> What to do:
Turn everything in the records below, from the line containing "Look at the photo above. For each instance of the girl's" down to the line containing "pixel 463 284", into a JSON list of strings with one string per line and no blank lines. Include both of those lines and no others.

> Provided records:
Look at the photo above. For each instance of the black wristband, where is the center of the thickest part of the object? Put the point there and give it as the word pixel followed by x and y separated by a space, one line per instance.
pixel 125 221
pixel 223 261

--

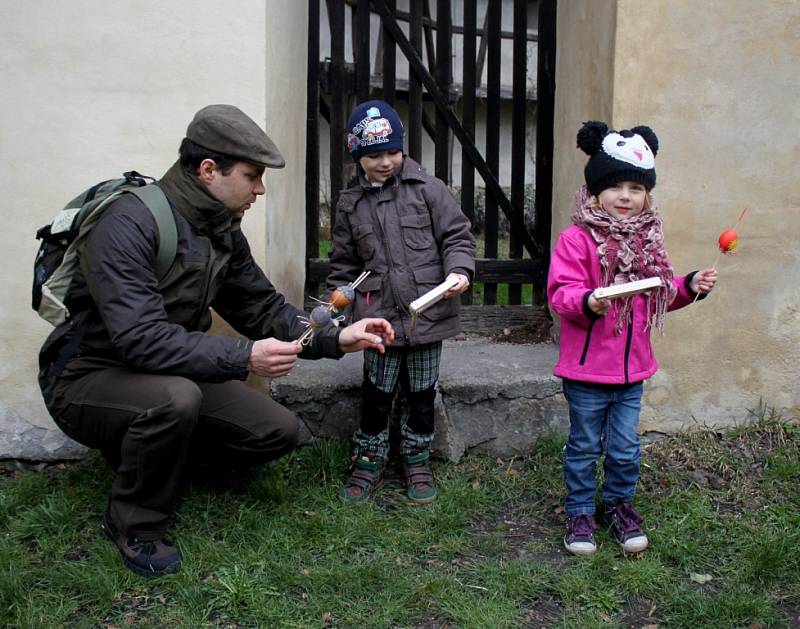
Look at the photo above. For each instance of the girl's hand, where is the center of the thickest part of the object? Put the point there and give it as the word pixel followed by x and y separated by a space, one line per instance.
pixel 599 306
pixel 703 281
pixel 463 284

> Task answer:
[
  "Look at the photo above. For each instance of the girl's hand, where is the center of the thickest part of the object? Put the point there and give it as the word pixel followed by x and y separated by a space, one line per instance.",
  "pixel 599 306",
  "pixel 703 281",
  "pixel 463 284"
]